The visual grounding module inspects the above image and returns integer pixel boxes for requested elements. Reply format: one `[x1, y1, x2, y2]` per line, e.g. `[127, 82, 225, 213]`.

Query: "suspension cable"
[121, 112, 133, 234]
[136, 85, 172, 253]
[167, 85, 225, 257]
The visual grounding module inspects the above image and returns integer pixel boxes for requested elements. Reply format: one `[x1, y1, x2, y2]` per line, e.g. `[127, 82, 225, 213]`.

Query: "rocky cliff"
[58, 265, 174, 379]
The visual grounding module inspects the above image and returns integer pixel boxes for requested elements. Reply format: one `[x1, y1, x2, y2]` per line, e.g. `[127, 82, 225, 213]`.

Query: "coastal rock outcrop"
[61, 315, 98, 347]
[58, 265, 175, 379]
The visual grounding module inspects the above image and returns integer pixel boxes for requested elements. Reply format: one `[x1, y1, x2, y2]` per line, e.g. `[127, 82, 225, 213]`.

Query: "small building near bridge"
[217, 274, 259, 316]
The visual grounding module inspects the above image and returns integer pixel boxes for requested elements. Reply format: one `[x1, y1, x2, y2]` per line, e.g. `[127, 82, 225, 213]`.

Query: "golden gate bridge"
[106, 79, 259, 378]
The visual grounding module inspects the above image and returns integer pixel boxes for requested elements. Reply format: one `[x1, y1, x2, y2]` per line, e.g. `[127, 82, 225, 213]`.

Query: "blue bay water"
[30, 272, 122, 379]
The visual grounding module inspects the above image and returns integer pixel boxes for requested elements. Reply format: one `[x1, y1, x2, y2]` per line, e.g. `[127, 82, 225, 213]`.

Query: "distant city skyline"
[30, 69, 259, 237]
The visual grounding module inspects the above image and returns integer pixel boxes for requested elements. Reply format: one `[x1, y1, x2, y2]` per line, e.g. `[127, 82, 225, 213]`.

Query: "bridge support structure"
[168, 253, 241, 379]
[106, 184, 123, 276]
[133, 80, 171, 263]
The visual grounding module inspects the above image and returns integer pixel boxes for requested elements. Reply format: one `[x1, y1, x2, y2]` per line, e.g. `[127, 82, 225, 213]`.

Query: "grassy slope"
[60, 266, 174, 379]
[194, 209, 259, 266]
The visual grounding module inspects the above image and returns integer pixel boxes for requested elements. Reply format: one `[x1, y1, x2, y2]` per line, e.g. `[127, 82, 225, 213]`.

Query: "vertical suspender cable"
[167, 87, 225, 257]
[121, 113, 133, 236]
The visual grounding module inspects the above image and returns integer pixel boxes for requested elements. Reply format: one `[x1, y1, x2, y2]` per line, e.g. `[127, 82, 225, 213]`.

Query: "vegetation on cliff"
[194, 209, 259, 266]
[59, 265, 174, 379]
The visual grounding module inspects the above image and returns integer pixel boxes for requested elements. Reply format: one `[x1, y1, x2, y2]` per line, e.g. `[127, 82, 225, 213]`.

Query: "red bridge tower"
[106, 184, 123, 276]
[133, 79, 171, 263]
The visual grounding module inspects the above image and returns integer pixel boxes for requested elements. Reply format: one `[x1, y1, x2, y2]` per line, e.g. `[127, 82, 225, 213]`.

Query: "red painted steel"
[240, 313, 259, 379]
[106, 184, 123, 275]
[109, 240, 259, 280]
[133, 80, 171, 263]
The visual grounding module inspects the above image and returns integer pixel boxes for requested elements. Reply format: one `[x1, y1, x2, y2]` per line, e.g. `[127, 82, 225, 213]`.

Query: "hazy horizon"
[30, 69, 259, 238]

━━━━━━

§ **STATED TASK**
Reproduce all of the records above word for word, with every line unchanged and in its original order.

§ **EXERCISE OUTPUT**
The visual grounding module inspects the above image and returns integer pixel boxes for requested elements. Reply format: one `[x1, y1, x2, y2]` per line, e.g. `[127, 82, 225, 213]`.

Query: "suspension cable"
[121, 112, 133, 234]
[136, 85, 172, 253]
[167, 85, 225, 257]
The visual grounding module inspects the above image and returns integer pixel boxes for requested elements. Reply format: one `[x1, y1, x2, y2]` per line, e.g. `[127, 82, 225, 213]`.

Query: "rocky cliff"
[58, 265, 174, 379]
The visual grounding module inspects the above image and returns integer pixel boxes for requested elements. Reply format: one `[x1, y1, x2, y2]` per line, e.g. `[127, 82, 225, 213]`.

Query: "coastal rock outcrop"
[61, 315, 98, 347]
[58, 265, 175, 379]
The visual grounding module inspects the above image and returns integer pixel boxes for requested elements. Reply format: one `[x1, y1, x2, y2]` per line, e.g. `[127, 82, 225, 213]`.

Query: "small building near bridge"
[217, 274, 259, 316]
The visual grounding module inspects the above image and returns integer pixel boxes for requested elements. Reply format: one `[x1, y1, x2, y2]` per line, e.g. `[127, 82, 225, 213]`.

Query: "golden gate bridge"
[106, 79, 259, 378]
The visual grounding module inspects the above image and returns integer pixel boxes for requested elements. Reply format: one `[x1, y1, x2, y2]` per line, e.g. `[127, 82, 225, 213]`.

Query: "blue bay water"
[30, 272, 122, 379]
The visual grounding module inspects the above image and returns integer pixel boxes for requested elements. Reply format: one `[x1, y1, x2, y2]` per line, e.g. `[127, 82, 225, 213]`.

Query: "distant city skyline"
[30, 69, 259, 237]
The visual grounding module inspects the above image and returns integer pixel boxes for requested elements. Reply format: one `[x1, y1, x2, y2]` per line, e.g. `[127, 82, 225, 213]`.

Query: "bridge support structure"
[168, 253, 241, 379]
[106, 184, 123, 276]
[133, 80, 171, 263]
The visual grounding module inspects the above image and returns integer pixel boxes for requested elements. Reply format: one `[x1, y1, x2, y2]` per line, e.g. `[127, 82, 225, 213]`.

Query: "grassy slope"
[60, 266, 174, 379]
[194, 209, 259, 266]
The visual grounding module inspects the above image and returns integer pixel boxes for requested elements. Reply format: one `[x1, y1, x2, y2]` per line, e.g. `[127, 82, 225, 213]`.

Query: "vertical suspender cable"
[167, 87, 225, 257]
[121, 113, 133, 236]
The visual grounding module inspects the above image and returns integer pixel boxes for requested elements. Reply format: one `[x1, y1, x2, y2]` per line, e.g. `[127, 82, 225, 213]`.

Query: "vegetation on cliff"
[194, 209, 259, 266]
[59, 265, 174, 379]
The visual grounding module inspects the above image and returns integer pixel boxes for requested elements. Reply format: one `[x1, y1, x2, y2]` per line, e.g. `[127, 82, 225, 213]`.

Query: "red bridge tower"
[106, 184, 123, 276]
[133, 79, 171, 263]
The visual grounding module inspects the above image and returns integer pixel boxes for requested elements. Reply format: one `[x1, y1, x2, y2]` per line, e.g. `[127, 82, 225, 213]`.

Query: "red painted steel"
[240, 313, 259, 379]
[106, 184, 123, 275]
[109, 240, 259, 280]
[133, 80, 171, 263]
The visual grounding module inspects the above image and returns integer pixel boxes for requested elements. Reply format: one `[x1, y1, x2, y2]` per line, e.g. `[127, 82, 225, 213]`.

Query: "hazy horizon"
[30, 69, 259, 238]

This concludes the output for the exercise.